■ **Task prompt**: Read the entries that follow and give each one again precisely.

[Opening Source material section]

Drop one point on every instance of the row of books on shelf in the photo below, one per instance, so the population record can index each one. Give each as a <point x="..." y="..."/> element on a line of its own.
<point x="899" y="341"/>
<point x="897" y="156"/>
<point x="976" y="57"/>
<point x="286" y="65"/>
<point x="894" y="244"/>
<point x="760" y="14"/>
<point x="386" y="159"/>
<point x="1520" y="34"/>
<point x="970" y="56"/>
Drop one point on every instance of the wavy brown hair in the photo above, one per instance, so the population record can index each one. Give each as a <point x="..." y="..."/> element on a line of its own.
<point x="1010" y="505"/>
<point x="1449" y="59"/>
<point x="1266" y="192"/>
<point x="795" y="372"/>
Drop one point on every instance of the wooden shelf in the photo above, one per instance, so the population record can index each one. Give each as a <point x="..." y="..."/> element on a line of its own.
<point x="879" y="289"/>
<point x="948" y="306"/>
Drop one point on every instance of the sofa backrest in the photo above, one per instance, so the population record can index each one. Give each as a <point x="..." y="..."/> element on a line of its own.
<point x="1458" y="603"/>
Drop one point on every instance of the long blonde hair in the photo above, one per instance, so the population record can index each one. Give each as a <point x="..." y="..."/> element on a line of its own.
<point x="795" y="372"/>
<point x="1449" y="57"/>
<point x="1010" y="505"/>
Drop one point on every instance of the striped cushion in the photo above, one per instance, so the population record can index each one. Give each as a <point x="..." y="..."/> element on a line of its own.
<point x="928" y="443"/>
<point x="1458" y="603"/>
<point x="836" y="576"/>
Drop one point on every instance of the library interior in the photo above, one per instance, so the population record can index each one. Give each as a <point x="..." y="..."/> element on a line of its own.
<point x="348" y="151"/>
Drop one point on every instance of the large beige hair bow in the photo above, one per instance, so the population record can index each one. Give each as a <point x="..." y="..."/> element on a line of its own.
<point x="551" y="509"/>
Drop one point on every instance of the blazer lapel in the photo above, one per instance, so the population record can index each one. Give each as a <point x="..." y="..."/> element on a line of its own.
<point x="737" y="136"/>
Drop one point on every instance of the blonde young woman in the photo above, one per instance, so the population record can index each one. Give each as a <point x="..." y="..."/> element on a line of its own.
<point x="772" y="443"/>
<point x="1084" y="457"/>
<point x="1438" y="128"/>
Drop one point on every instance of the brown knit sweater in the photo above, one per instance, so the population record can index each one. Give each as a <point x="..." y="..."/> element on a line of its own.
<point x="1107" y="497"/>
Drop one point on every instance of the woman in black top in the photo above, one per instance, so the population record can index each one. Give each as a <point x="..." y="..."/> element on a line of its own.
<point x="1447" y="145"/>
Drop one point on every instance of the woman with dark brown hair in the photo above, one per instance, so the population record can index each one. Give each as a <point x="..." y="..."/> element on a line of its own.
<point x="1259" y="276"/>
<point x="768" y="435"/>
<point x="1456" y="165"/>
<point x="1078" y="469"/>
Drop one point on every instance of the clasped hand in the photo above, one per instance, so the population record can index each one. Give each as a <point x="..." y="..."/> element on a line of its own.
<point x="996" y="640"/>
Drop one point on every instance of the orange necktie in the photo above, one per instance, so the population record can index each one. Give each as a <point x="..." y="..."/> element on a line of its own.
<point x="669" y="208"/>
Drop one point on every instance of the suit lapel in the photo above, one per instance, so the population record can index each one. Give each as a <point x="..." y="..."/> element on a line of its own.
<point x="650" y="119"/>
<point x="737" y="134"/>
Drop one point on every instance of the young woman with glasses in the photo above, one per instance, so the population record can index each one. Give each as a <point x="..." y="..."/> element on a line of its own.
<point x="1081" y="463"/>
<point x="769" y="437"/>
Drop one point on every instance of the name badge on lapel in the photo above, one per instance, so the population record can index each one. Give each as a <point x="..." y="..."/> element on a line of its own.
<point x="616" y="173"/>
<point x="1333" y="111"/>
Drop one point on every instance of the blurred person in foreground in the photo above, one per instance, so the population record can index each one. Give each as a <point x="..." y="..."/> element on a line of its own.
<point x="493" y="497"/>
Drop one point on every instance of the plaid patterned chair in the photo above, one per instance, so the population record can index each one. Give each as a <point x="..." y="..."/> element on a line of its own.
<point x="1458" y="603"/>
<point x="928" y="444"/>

[Closing Source material section]

■ **Answer to this task**:
Drop one point on every instance of the row of books on shelf in the photo below, one per instance, so the population record can index each one. Give each as a <point x="..." y="..."/> element on a line of its own.
<point x="899" y="341"/>
<point x="897" y="156"/>
<point x="976" y="57"/>
<point x="286" y="65"/>
<point x="894" y="244"/>
<point x="760" y="14"/>
<point x="386" y="159"/>
<point x="1520" y="34"/>
<point x="970" y="56"/>
Drop one point on every instance of the wavy brown hair in the photo above, one per instance, so the population record can index each one. Give each as a <point x="..." y="..."/> element on a line of its own.
<point x="1010" y="505"/>
<point x="1449" y="59"/>
<point x="1266" y="192"/>
<point x="795" y="372"/>
Drop one point on every instance of the wooden shelf in the photo above, one per instance, so the population record can index each one. Give each as a <point x="..." y="..."/> element on a line of its own.
<point x="879" y="289"/>
<point x="948" y="306"/>
Drop one point on every instance of the sofa backrest in the photo above, one per instance, so the population record can index each one. Give each as a <point x="..." y="..."/> element on a line of its own.
<point x="1458" y="603"/>
Drop one point on every instance of the long blonde hair in the photo above, one per instance, so the population record can index each one. Give each as a <point x="..." y="..."/> element on a line of its own.
<point x="795" y="372"/>
<point x="1449" y="57"/>
<point x="1010" y="505"/>
Drop one point on every instance of the striped cushion in the photo above, one per instance, so the population record can index each one. Give each as a <point x="..." y="..."/> element on a line of its own.
<point x="928" y="443"/>
<point x="1458" y="603"/>
<point x="836" y="576"/>
Drop one point on every instance of the library interior in the photo above, one per instance, so the population record can index each one. Give each as a <point x="..." y="..."/> element on a line of its own.
<point x="348" y="151"/>
Drop one point on every instance of the large beige hair bow in the photo above, one per instance, so the population record can index each one. Give each as a <point x="..." y="..."/> element on a line of its own.
<point x="551" y="509"/>
Drop one point on every instance of the blazer lapel in the photo above, one per instance, so the population record can index each one. Give each as a <point x="..." y="..."/> element on a line of its own.
<point x="737" y="136"/>
Drop one point on every instance of the blonde young woman in the photo above, one per instance, so the population record can index each one. Give each as a <point x="..." y="..."/> element on a line of its own.
<point x="772" y="443"/>
<point x="1084" y="457"/>
<point x="1438" y="128"/>
Drop one point on every instance of the brown knit sweater in the photo above, one per instance, so the population record can index each one. Give each as a <point x="..." y="..."/> element on a line of its own.
<point x="1107" y="497"/>
Drop one point on every instance of the woman in black top in the photo above, one per instance, so the population record can index each one. Give each as a <point x="..." y="..."/> element on a line of its own.
<point x="1447" y="145"/>
Drop one point on every instance of the woman with dark brown hair in the photo above, one per instance, so the population record can index each one. Give each as a <point x="..." y="..."/> element on a line of its own.
<point x="1259" y="276"/>
<point x="768" y="435"/>
<point x="1456" y="165"/>
<point x="1078" y="469"/>
Drop one point on every instance of the clasped hand in the photo above, one per instance, so the population record can index each one. Give each as a <point x="..." y="..."/> element on a line of its own.
<point x="996" y="640"/>
Drop one point on every instance of the orange necktie in the photo above, one per instance, so the population record can index each one. Give each as a <point x="..." y="..."/> element on a line of its own.
<point x="669" y="208"/>
Drop one point on every instance of the suit lapel in the photo above, one per instance, so the population record can index each one. Give each as a <point x="..." y="..."/> element on a line of its own.
<point x="650" y="119"/>
<point x="737" y="134"/>
Drop one point on every instance of the young woman with glasses in the photo above, one per instance, so the population record can index each one. Give each as a <point x="..." y="..."/> element on a line of its own.
<point x="1081" y="463"/>
<point x="769" y="437"/>
Drop one point on every instance of the name badge on lapel in the photo above, one per instance, so the population record can index each one. Give each as a <point x="..." y="..."/> element on a line of its own.
<point x="616" y="173"/>
<point x="1333" y="111"/>
Drop one point on every instance of the blurred person in foreground in the photo above, one per instance, so the population record can index each one. Give each as a <point x="..." y="..."/> element on a line of its own.
<point x="493" y="497"/>
Drop one point on every instance of the plaid patterned chair in the photo above, one per instance, so the population record can index each one. Give each as a <point x="..." y="..."/> element on a line of its own.
<point x="1458" y="603"/>
<point x="928" y="444"/>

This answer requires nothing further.